What you will do:
Copy the lines that begin with the line containing "patch in this photo." and run to the end of the records, replacing "throat patch" with "chin patch" and changing nothing else. Leave the pictures out.
··· Data
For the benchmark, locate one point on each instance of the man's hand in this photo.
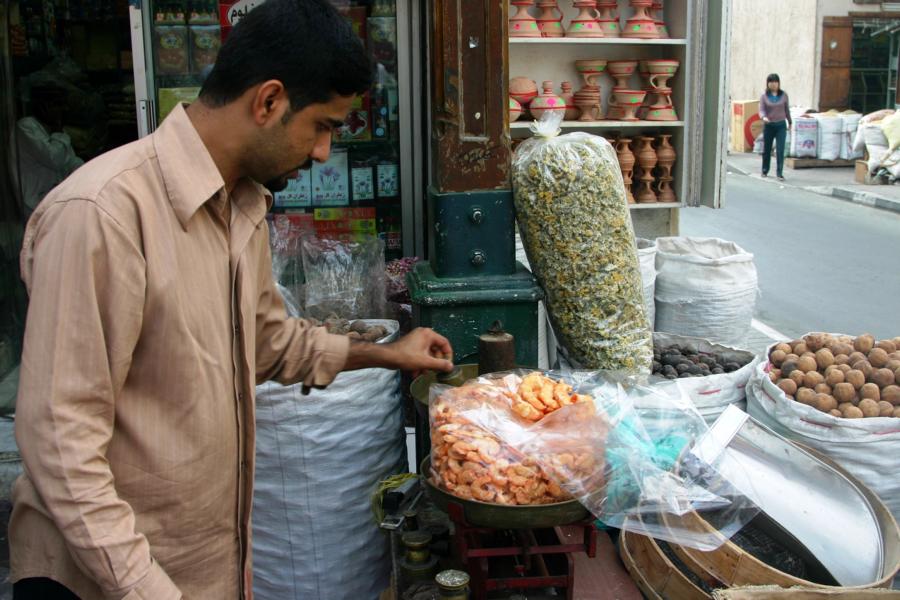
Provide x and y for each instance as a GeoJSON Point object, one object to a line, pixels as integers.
{"type": "Point", "coordinates": [421, 350]}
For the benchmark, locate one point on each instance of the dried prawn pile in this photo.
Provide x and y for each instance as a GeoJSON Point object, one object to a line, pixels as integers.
{"type": "Point", "coordinates": [473, 463]}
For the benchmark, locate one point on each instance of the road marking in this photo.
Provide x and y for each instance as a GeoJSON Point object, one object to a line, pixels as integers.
{"type": "Point", "coordinates": [768, 331]}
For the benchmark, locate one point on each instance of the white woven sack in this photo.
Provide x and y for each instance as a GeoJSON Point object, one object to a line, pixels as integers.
{"type": "Point", "coordinates": [830, 136]}
{"type": "Point", "coordinates": [318, 460]}
{"type": "Point", "coordinates": [647, 260]}
{"type": "Point", "coordinates": [867, 448]}
{"type": "Point", "coordinates": [849, 126]}
{"type": "Point", "coordinates": [705, 287]}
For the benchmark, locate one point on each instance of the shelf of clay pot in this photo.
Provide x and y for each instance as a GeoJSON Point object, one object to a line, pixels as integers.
{"type": "Point", "coordinates": [655, 205]}
{"type": "Point", "coordinates": [601, 41]}
{"type": "Point", "coordinates": [587, 125]}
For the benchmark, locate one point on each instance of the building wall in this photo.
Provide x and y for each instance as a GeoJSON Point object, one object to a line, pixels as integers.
{"type": "Point", "coordinates": [833, 8]}
{"type": "Point", "coordinates": [774, 36]}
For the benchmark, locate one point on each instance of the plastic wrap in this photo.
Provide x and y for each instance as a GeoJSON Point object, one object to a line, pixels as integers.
{"type": "Point", "coordinates": [344, 279]}
{"type": "Point", "coordinates": [647, 259]}
{"type": "Point", "coordinates": [616, 448]}
{"type": "Point", "coordinates": [576, 229]}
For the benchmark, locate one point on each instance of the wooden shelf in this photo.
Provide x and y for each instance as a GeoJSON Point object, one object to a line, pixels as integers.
{"type": "Point", "coordinates": [599, 125]}
{"type": "Point", "coordinates": [654, 205]}
{"type": "Point", "coordinates": [601, 41]}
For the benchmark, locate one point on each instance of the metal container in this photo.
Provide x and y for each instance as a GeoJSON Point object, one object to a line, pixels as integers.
{"type": "Point", "coordinates": [819, 506]}
{"type": "Point", "coordinates": [501, 516]}
{"type": "Point", "coordinates": [453, 584]}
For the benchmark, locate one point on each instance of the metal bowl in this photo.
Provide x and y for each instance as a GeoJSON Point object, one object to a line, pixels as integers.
{"type": "Point", "coordinates": [500, 516]}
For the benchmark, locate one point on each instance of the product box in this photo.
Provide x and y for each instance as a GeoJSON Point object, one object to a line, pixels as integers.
{"type": "Point", "coordinates": [357, 127]}
{"type": "Point", "coordinates": [205, 43]}
{"type": "Point", "coordinates": [357, 17]}
{"type": "Point", "coordinates": [298, 193]}
{"type": "Point", "coordinates": [169, 98]}
{"type": "Point", "coordinates": [170, 43]}
{"type": "Point", "coordinates": [745, 125]}
{"type": "Point", "coordinates": [382, 39]}
{"type": "Point", "coordinates": [331, 181]}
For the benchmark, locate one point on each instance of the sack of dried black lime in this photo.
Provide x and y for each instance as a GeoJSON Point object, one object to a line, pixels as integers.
{"type": "Point", "coordinates": [576, 228]}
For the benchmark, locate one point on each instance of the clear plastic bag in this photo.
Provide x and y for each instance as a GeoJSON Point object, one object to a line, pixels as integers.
{"type": "Point", "coordinates": [344, 279]}
{"type": "Point", "coordinates": [576, 228]}
{"type": "Point", "coordinates": [619, 448]}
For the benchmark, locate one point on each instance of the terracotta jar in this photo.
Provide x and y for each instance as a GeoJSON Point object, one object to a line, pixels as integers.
{"type": "Point", "coordinates": [547, 102]}
{"type": "Point", "coordinates": [608, 19]}
{"type": "Point", "coordinates": [647, 159]}
{"type": "Point", "coordinates": [666, 193]}
{"type": "Point", "coordinates": [515, 109]}
{"type": "Point", "coordinates": [626, 165]}
{"type": "Point", "coordinates": [523, 90]}
{"type": "Point", "coordinates": [572, 110]}
{"type": "Point", "coordinates": [522, 24]}
{"type": "Point", "coordinates": [641, 25]}
{"type": "Point", "coordinates": [549, 24]}
{"type": "Point", "coordinates": [584, 25]}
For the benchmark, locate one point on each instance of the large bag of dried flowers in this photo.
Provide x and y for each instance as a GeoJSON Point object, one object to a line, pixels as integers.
{"type": "Point", "coordinates": [576, 228]}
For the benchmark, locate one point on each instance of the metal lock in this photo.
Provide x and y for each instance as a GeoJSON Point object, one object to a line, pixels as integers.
{"type": "Point", "coordinates": [478, 258]}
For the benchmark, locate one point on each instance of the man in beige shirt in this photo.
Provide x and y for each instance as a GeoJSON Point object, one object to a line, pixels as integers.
{"type": "Point", "coordinates": [153, 316]}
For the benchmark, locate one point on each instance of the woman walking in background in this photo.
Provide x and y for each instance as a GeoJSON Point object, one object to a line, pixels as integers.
{"type": "Point", "coordinates": [775, 112]}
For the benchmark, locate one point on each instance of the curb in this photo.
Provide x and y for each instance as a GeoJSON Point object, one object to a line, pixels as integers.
{"type": "Point", "coordinates": [862, 198]}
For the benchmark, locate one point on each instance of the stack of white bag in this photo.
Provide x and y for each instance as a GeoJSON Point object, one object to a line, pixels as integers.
{"type": "Point", "coordinates": [868, 448]}
{"type": "Point", "coordinates": [849, 125]}
{"type": "Point", "coordinates": [319, 458]}
{"type": "Point", "coordinates": [705, 287]}
{"type": "Point", "coordinates": [647, 259]}
{"type": "Point", "coordinates": [804, 136]}
{"type": "Point", "coordinates": [830, 135]}
{"type": "Point", "coordinates": [871, 137]}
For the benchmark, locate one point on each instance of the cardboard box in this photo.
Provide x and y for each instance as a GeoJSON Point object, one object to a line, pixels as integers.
{"type": "Point", "coordinates": [298, 193]}
{"type": "Point", "coordinates": [745, 125]}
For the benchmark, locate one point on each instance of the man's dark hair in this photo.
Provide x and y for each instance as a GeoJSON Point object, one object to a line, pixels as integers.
{"type": "Point", "coordinates": [305, 44]}
{"type": "Point", "coordinates": [774, 77]}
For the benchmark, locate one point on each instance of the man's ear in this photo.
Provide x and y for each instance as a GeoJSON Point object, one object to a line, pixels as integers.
{"type": "Point", "coordinates": [269, 102]}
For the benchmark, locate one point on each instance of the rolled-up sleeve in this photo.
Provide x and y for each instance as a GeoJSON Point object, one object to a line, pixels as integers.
{"type": "Point", "coordinates": [86, 279]}
{"type": "Point", "coordinates": [291, 350]}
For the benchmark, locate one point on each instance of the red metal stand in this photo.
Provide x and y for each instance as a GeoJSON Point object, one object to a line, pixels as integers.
{"type": "Point", "coordinates": [540, 559]}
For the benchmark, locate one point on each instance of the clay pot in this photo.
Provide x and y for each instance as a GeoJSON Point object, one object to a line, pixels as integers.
{"type": "Point", "coordinates": [666, 193]}
{"type": "Point", "coordinates": [568, 96]}
{"type": "Point", "coordinates": [515, 110]}
{"type": "Point", "coordinates": [549, 24]}
{"type": "Point", "coordinates": [621, 71]}
{"type": "Point", "coordinates": [523, 90]}
{"type": "Point", "coordinates": [522, 24]}
{"type": "Point", "coordinates": [590, 69]}
{"type": "Point", "coordinates": [646, 155]}
{"type": "Point", "coordinates": [608, 19]}
{"type": "Point", "coordinates": [641, 25]}
{"type": "Point", "coordinates": [547, 102]}
{"type": "Point", "coordinates": [584, 25]}
{"type": "Point", "coordinates": [630, 102]}
{"type": "Point", "coordinates": [657, 13]}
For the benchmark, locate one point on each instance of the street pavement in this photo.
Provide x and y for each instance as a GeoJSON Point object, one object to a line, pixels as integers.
{"type": "Point", "coordinates": [824, 264]}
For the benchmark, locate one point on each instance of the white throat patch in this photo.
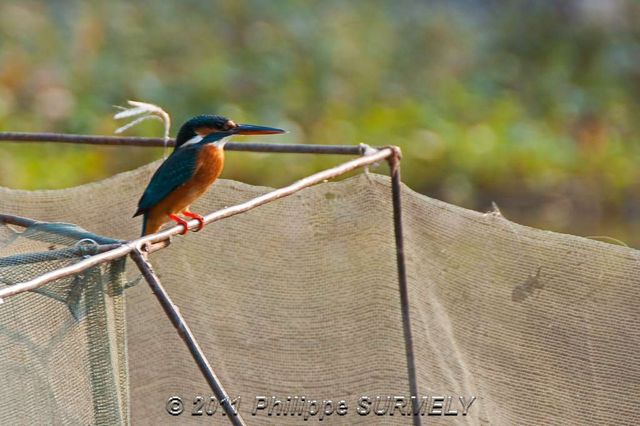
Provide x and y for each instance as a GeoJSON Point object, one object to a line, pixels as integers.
{"type": "Point", "coordinates": [222, 142]}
······
Written response:
For the benchmark, locate one point on each instance of the white chin patch in this photo.
Provide x and y for each instance as a GeoJSON Point object, one object to a line, pixels as integers.
{"type": "Point", "coordinates": [222, 142]}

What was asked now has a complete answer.